++++ Trecho citado ++++

Aqui fica um link de uma entrevista à TV Plan, de quando desenvolvi o Projeto "Menina Bonita do laço de fita" e que ganhou prêmio Educaminas em BH no ano de 2014.
Um blog para refletir sobre a educação... lembrando que a educação é do dia-a-dia, está em tudo e em todo lugar.
terça-feira, 16 de maio de 2023
Trabalho com educação étnica nas escolas
Contra a cultura do ódio
Dia 5 de
maio finalizamos um dos Projetos de Psicologia na escola Padrão. As
estagiárias, extremamente sensíveis, além de perceberem as incivilidades entre
os adolescentes, também observaram que o banheiro feminino era espaço para a
detração e “muro da maledicência”.
Cada uma que ia lá, via nas portas,
divisórias ou perto do espelho as ofensas destinadas às mulheres, nomes de
jovens que já passaram pela escola e que talvez até fossem conhecidas na comunidade.
Um simples gesto de veneno misturado com errorex ia plantando raiz de
desqualificar umas às outras pela aparência, pelo corpo, pela vida amorosa,
mostrando que a obra “Mito da Beleza” de Naomi Wolf ainda era atual, no
controle estético com vistas ao controle de gênero, tantas vezes incorporado
pelas próprias mulheres sem que se dessem conta.

++++ Dados extraídos ++++

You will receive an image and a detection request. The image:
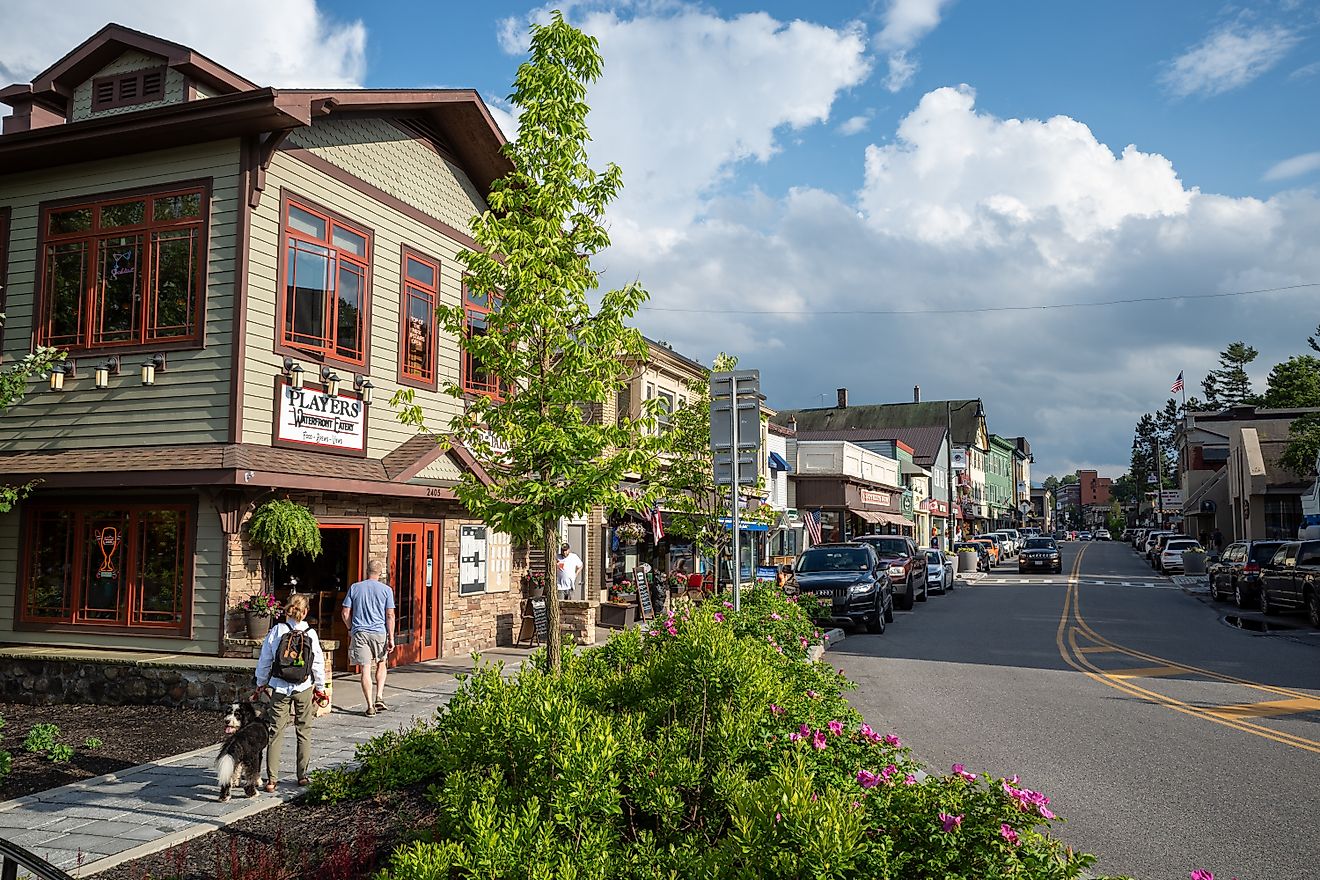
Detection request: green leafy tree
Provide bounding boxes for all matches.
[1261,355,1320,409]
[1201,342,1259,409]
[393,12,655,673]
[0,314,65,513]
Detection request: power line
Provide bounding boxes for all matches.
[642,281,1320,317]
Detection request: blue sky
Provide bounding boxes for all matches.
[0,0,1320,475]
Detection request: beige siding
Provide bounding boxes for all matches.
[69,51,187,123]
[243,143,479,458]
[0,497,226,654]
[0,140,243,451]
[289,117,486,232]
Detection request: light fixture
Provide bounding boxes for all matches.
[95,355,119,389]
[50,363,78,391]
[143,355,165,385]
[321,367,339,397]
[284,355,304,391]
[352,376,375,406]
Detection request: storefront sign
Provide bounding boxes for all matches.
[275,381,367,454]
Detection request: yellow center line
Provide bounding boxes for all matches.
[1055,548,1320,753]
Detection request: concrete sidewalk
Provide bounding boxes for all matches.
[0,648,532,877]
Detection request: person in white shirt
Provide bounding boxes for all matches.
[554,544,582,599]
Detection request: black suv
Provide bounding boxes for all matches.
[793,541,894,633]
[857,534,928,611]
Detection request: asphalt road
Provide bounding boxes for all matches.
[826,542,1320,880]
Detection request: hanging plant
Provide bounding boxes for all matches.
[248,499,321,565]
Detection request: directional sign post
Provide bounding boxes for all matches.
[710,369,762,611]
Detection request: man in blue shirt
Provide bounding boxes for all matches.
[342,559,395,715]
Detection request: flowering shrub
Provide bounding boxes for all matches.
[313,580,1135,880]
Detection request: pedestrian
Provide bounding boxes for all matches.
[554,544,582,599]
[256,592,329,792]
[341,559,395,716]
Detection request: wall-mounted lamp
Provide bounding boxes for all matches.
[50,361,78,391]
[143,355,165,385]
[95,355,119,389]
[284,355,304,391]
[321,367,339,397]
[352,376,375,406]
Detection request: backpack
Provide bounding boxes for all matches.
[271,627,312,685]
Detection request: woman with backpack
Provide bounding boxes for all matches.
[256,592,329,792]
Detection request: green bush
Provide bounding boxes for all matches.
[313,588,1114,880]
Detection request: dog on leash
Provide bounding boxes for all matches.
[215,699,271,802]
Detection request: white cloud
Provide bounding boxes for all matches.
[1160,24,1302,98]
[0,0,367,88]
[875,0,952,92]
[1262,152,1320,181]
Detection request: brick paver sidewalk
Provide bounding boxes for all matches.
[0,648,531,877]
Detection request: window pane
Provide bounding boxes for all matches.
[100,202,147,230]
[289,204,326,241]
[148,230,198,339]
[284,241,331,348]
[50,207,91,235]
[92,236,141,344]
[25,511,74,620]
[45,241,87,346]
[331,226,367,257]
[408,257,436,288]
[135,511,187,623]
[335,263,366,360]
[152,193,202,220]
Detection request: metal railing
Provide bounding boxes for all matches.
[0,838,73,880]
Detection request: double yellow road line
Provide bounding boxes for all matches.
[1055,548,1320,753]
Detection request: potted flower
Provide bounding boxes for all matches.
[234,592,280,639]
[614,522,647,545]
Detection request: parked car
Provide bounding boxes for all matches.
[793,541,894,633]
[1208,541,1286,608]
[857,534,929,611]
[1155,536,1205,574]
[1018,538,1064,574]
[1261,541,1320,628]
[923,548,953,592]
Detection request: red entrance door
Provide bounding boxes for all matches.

++++

> **O que fazer**:
A: Diga se cada afirmação abaixo concorda com o trecho citado, respondendo sim ou não e transcrevendo literalmente as palavras do trecho que decidem a questão.
(i) Um dos Projetos de Psicologia na escola Padrão foi finalizado no dia 5 de maio.
(ii) As ofensas escritas no banheiro feminino eram destinadas aos homens.
(iii) O Projeto "Menina Bonita do laço de fita" ganhou um prêmio no ano de 2014.
B: Reúna todas as linhas dos registros que contêm a palavra "green", diferenciando maiúsculas de minúsculas.

> **Respostas**:
A:
(i) Sim: "Dia 5 de maio finalizamos um dos Projetos de Psicologia na escola Padrão."
(ii) Não: "as ofensas destinadas às mulheres"
(iii) Sim: "ganhou prêmio Educaminas em BH no ano de 2014."

B:
Detection request: green leafy tree
Detection request: green bush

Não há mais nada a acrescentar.